#### [Requisito A]
Transcreva sem alterações a passagem do trecho sobre a Operação Lava Jato que vai de "Mas, uma vez" até "popular como antes.", inclusive.
== Trecho
Mas, uma vez que é impossível castigar os culpados sem a observância de alguns ritos que diferenciam a barbárie da civilização, o melhor meio e fraudá-los. E contar com o beneplácito de uma vasta legião de jornalistas, em todo o país, que se deixa manipular docilmente pelos condutores da investigação. É, porém, de todo impossível que uma investigação de tamanha envergadura e de tamanha influência na vida política nacional escape incólume do olhar vigilante dos que, mesmo remando contra a maré da opinião pública, vem apontando os desvios da operação. De Reinaldo Azevedo, um conservador identificado com posições de direita, a políticos e intelectuais com praça assentada na esquerda, a maré de críticas à operação vai se avolumando. A lava jato já não é tão popular como antes.
O desempenho de Lula nas pesquisas eleitorais é um bom exemplo de que uma parte da população desconfia da Lava jato. Apesar de condenado por Moro, e estando ainda denunciado em outros processos perante a 13ª Vara Criminal de Curitiba, Lula não para se subir nas pesquisas. Para grande parte da população, sobretudo os mais pobres, a crença é de que Lula foi condenado sem provas e sua condenação visa tão somente alijá-lo da disputa eleitoral do ano que vem, na qual é o franco favorito, apesar de tudo e de todos. A Lava Jato é, hoje, vista como uma ação política antipetista. A insistência ruidosa dos setores protofascistas da Classe média de cobrar a condenação de Lula e José Dirceu, haja ou não provas de que delinquiram, em nada contribuem para preservar o prestígio da operação; antes, é um indicativo de que ela é um instrumento de vindita político-partidária, e isto é a própria negação do conceito de justiça pública.
MAGISTRADO SE REVOLTA
A Lava Jato vem arrastando o prestígio do Poder Judiciário na lama. Não por acaso, alguns juízes lúcidos, percebendo que a operação vai se desviando por caminhos sinistros, começam a levantar suas vozes em protesto contra ela. Uma dessas vozes é a do desembargador Rogério Fraveto, do 4° Tribunal Regional de Justiça, com sede em Porto Alegre. O mesmo tribunal que julga os recursos contra a Lava jato. Favreto pertence a uma turma competente para julgar causas cíveis, não tendo qualquer poder de ingerência sobre os recursos criminais.
====
#### [Requisito B]
Selecione, nas entradas a seguir, cada linha em que aparece a palavra "cone" e reproduza essas linhas.
== Dados fornecidos
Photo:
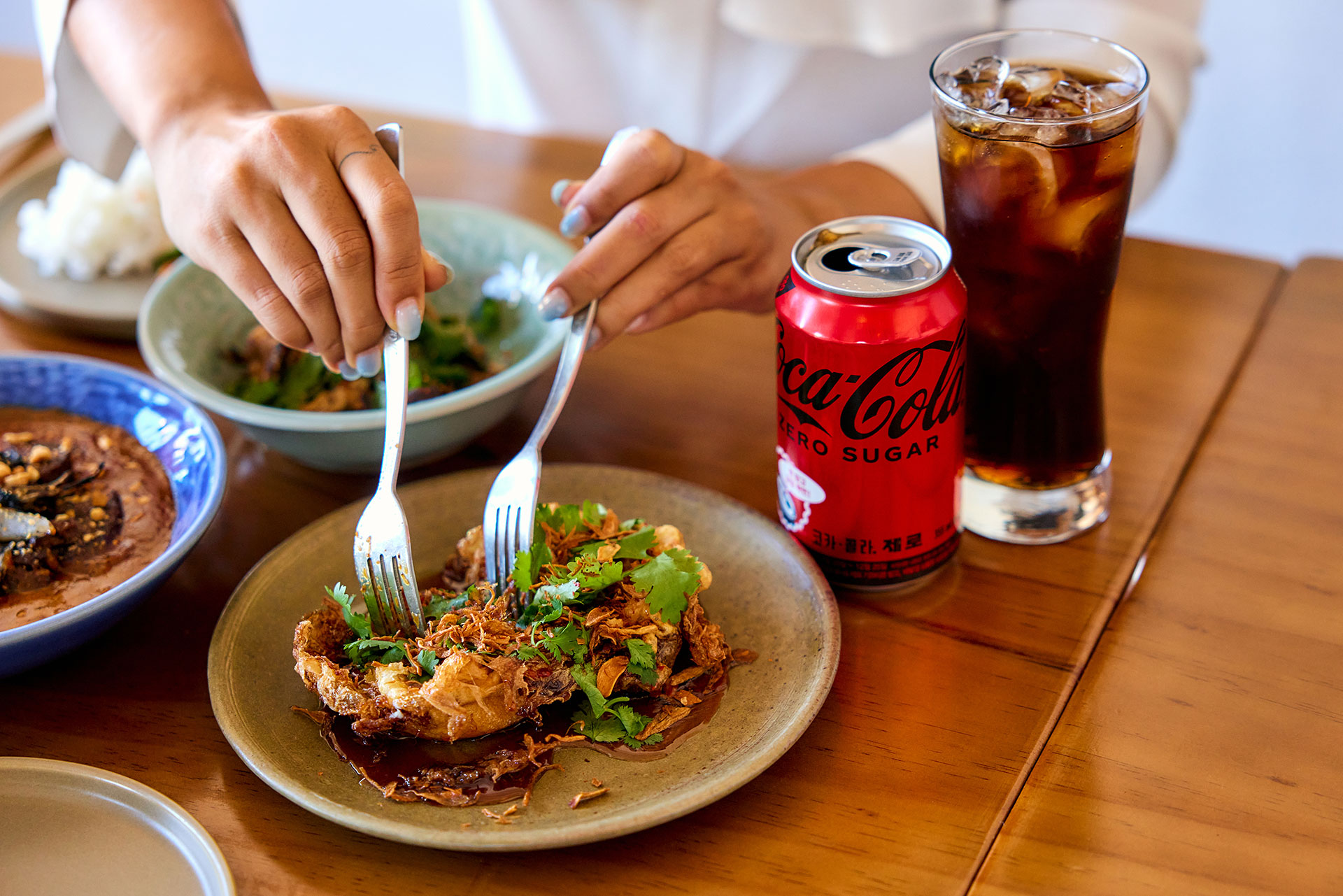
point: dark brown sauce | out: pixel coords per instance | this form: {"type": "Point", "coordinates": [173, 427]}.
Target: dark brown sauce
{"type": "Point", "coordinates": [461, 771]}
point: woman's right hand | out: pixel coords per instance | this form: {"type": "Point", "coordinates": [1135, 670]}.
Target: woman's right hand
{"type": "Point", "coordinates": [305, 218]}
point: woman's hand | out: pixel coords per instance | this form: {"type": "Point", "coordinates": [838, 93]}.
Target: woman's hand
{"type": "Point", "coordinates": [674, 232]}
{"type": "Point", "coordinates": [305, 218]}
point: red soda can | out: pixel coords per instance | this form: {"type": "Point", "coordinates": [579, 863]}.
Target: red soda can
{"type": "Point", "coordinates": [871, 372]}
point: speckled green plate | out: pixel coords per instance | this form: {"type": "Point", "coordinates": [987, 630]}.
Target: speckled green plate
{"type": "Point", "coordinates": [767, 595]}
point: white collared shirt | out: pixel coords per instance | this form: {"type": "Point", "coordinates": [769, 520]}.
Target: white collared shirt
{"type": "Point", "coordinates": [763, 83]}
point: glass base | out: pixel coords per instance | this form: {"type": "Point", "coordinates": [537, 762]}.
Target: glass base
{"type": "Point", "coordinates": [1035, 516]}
====
== Dados fornecidos
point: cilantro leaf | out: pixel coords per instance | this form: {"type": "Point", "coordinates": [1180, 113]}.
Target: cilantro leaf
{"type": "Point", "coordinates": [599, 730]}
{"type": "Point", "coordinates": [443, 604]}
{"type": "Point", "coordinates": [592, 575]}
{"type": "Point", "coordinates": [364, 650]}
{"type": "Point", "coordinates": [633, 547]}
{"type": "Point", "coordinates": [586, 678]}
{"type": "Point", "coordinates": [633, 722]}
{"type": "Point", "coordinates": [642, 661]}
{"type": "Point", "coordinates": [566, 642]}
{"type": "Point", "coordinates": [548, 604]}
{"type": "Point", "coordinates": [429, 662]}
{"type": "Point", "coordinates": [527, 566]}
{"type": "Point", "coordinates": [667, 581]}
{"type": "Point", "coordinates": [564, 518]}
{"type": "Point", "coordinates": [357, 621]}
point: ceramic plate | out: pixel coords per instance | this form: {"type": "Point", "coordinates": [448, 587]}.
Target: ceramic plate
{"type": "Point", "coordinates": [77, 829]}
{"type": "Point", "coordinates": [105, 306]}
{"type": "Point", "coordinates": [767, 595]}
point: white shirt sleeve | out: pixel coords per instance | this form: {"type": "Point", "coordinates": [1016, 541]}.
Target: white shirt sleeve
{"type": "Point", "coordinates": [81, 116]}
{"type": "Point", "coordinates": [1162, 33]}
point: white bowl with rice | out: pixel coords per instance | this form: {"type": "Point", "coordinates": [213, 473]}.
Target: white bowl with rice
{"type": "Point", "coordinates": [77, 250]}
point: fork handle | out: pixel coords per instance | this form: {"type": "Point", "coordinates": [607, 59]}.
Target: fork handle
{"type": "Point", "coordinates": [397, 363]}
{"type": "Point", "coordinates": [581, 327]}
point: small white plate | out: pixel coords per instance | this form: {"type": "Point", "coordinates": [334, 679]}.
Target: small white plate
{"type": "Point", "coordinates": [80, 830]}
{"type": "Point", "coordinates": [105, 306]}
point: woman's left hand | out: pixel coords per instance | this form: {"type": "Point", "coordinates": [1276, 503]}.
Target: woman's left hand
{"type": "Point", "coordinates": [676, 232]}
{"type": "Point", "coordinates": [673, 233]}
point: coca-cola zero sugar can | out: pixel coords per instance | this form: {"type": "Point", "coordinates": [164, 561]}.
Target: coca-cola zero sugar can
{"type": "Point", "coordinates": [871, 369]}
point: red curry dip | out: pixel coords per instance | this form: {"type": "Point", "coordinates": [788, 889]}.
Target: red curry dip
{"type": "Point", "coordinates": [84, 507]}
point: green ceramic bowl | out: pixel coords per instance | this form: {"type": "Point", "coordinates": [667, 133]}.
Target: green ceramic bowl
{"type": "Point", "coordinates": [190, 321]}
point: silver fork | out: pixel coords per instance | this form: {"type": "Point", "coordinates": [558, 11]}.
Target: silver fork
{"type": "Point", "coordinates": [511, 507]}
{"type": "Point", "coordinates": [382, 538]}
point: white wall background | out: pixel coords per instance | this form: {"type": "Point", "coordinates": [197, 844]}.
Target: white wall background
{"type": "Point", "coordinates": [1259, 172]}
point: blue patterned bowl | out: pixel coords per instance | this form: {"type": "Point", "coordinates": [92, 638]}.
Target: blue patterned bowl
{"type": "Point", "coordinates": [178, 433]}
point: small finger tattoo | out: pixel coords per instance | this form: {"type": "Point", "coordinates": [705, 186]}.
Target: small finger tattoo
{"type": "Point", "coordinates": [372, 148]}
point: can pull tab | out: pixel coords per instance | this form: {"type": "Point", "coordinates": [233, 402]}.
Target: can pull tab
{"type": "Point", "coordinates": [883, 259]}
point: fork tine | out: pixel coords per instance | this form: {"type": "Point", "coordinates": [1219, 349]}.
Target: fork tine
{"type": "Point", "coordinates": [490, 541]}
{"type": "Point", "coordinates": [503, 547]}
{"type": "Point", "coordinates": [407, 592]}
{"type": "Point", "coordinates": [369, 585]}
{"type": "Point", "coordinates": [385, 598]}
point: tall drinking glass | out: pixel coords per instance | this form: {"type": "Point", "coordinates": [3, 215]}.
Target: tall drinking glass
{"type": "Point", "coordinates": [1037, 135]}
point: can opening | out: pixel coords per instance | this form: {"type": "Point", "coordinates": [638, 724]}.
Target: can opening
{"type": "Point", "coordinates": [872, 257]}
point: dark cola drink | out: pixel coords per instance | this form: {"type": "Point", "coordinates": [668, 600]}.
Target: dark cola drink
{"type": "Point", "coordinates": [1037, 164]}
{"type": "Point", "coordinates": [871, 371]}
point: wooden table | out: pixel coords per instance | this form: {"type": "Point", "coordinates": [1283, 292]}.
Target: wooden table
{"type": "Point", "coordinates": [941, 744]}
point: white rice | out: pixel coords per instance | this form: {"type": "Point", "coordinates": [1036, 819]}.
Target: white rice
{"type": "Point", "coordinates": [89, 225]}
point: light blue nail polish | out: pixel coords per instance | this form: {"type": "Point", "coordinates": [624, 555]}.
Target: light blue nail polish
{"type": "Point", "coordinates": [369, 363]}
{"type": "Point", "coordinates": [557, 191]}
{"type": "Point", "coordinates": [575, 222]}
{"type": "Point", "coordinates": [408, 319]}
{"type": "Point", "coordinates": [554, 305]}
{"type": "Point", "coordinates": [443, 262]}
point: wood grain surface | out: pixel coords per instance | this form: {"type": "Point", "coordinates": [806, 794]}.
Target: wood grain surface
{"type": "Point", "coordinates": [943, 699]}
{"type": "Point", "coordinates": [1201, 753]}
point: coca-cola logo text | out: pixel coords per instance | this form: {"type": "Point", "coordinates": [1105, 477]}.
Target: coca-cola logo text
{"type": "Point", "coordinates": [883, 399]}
====
== Dados fornecidos
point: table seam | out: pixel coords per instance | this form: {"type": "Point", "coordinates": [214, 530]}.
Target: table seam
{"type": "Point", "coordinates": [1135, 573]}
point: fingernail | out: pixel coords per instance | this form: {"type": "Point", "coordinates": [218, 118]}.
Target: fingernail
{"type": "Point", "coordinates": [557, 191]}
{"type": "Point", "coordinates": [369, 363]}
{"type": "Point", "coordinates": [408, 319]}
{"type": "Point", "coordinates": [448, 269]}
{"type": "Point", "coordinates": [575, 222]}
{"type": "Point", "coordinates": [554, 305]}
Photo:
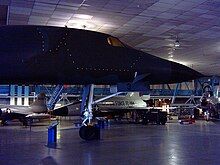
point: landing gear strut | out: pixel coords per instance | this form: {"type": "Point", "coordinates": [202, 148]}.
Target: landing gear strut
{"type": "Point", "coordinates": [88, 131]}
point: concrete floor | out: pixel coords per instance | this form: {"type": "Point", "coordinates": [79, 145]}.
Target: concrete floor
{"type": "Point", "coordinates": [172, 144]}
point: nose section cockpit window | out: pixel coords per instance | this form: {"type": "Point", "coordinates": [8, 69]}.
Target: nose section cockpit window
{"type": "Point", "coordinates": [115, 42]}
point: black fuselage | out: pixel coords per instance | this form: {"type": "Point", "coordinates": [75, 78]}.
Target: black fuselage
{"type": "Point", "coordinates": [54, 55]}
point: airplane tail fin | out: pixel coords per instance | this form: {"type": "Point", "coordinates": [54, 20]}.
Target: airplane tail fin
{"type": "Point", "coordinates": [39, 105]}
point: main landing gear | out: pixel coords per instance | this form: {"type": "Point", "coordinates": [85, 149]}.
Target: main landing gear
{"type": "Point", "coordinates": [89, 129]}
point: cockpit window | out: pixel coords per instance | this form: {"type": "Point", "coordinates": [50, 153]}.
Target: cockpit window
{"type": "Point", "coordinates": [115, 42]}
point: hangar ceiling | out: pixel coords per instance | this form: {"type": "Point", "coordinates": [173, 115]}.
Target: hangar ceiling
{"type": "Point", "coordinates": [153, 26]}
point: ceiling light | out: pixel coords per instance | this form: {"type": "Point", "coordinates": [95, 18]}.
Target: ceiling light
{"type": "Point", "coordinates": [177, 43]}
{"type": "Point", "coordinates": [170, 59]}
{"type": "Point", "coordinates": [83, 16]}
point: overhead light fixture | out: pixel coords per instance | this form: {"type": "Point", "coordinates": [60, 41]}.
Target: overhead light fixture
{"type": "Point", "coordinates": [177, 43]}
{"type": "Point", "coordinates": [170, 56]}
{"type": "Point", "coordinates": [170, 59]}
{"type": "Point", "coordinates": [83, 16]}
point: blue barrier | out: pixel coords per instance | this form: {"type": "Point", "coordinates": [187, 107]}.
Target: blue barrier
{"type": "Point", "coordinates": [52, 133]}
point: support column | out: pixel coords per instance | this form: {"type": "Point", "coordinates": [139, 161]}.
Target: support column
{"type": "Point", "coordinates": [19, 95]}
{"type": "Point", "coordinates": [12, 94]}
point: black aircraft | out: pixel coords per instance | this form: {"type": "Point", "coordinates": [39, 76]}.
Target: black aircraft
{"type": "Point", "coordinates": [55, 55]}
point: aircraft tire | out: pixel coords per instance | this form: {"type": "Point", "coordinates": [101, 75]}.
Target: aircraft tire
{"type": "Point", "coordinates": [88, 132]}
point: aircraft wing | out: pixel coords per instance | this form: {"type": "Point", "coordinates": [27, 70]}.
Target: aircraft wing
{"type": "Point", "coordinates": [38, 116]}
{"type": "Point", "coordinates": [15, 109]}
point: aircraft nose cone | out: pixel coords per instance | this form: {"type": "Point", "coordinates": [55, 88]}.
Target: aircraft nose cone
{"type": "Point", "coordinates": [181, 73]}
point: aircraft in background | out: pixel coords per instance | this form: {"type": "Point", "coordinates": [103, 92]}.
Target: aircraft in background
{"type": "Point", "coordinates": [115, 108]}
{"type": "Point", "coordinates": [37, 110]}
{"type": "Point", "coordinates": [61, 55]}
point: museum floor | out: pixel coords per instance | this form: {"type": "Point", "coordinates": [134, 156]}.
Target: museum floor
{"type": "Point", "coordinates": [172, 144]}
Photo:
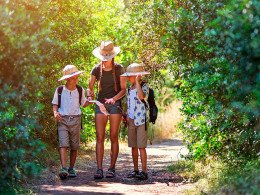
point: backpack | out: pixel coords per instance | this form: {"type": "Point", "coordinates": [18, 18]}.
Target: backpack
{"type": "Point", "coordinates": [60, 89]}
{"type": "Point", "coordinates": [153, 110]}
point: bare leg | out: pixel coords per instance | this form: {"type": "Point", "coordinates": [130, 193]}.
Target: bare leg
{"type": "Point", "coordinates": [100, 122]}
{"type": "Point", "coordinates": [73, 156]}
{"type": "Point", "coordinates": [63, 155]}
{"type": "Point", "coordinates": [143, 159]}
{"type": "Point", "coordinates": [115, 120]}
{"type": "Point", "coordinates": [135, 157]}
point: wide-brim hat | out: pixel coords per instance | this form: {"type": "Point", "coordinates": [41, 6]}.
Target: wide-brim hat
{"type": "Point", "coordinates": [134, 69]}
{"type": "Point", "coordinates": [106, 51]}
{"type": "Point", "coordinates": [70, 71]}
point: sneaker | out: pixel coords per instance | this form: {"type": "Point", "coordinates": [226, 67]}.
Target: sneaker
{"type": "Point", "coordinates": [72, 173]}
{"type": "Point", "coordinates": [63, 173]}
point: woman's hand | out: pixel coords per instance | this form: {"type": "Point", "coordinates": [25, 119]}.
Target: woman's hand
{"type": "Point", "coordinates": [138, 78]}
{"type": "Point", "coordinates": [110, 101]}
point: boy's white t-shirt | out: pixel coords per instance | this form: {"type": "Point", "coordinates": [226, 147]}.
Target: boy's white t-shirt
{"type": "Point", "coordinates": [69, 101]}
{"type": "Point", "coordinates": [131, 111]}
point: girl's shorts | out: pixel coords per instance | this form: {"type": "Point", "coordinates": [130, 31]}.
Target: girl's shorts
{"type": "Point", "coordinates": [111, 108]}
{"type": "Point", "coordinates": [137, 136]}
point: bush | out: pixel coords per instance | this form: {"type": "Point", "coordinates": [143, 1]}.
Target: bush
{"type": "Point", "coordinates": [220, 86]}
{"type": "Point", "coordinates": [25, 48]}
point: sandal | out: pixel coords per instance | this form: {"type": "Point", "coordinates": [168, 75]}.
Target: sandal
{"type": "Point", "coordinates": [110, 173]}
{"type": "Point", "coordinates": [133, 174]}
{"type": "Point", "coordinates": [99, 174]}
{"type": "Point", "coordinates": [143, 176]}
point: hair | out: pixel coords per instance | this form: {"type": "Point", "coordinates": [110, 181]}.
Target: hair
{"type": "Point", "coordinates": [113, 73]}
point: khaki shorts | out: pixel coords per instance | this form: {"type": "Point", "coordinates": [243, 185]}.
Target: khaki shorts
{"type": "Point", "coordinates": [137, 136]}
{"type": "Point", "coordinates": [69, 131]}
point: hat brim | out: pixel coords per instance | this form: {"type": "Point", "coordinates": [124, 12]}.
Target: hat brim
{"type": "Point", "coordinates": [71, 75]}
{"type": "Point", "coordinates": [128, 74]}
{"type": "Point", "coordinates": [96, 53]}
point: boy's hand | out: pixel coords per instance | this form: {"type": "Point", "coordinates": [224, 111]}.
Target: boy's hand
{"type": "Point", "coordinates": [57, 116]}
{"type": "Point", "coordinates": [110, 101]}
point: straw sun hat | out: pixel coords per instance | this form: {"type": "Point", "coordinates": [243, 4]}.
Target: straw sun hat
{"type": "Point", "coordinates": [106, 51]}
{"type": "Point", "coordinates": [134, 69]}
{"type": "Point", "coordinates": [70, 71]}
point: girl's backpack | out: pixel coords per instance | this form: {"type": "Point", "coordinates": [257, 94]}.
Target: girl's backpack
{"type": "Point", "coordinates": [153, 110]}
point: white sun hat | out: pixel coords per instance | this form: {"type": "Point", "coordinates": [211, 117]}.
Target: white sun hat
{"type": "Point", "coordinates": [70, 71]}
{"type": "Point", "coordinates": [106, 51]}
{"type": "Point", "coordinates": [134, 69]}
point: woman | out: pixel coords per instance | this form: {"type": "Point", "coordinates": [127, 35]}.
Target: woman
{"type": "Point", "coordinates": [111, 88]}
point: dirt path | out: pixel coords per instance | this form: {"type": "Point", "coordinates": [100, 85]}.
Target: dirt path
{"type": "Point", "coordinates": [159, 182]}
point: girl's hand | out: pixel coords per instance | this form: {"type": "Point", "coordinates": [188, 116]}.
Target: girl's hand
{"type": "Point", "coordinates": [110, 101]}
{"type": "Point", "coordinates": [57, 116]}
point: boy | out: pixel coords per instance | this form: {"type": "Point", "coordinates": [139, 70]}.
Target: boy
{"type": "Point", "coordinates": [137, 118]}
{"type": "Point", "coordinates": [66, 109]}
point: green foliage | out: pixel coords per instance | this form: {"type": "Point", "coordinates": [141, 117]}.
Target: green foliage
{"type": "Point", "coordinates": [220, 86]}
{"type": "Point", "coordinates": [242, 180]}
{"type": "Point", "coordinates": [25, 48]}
====
#### [Resposta completa A]
Mas, uma vez que é impossível castigar os culpados sem a observância de alguns ritos que diferenciam a barbárie da civilização, o melhor meio e fraudá-los. E contar com o beneplácito de uma vasta legião de jornalistas, em todo o país, que se deixa manipular docilmente pelos condutores da investigação. É, porém, de todo impossível que uma investigação de tamanha envergadura e de tamanha influência na vida política nacional escape incólume do olhar vigilante dos que, mesmo remando contra a maré da opinião pública, vem apontando os desvios da operação. De Reinaldo Azevedo, um conservador identificado com posições de direita, a políticos e intelectuais com praça assentada na esquerda, a maré de críticas à operação vai se avolumando. A lava jato já não é tão popular como antes.

#### [Resposta completa B]
point: aircraft nose cone | out: pixel coords per instance | this form: {"type": "Point", "coordinates": [55, 88]}.
Target: aircraft nose cone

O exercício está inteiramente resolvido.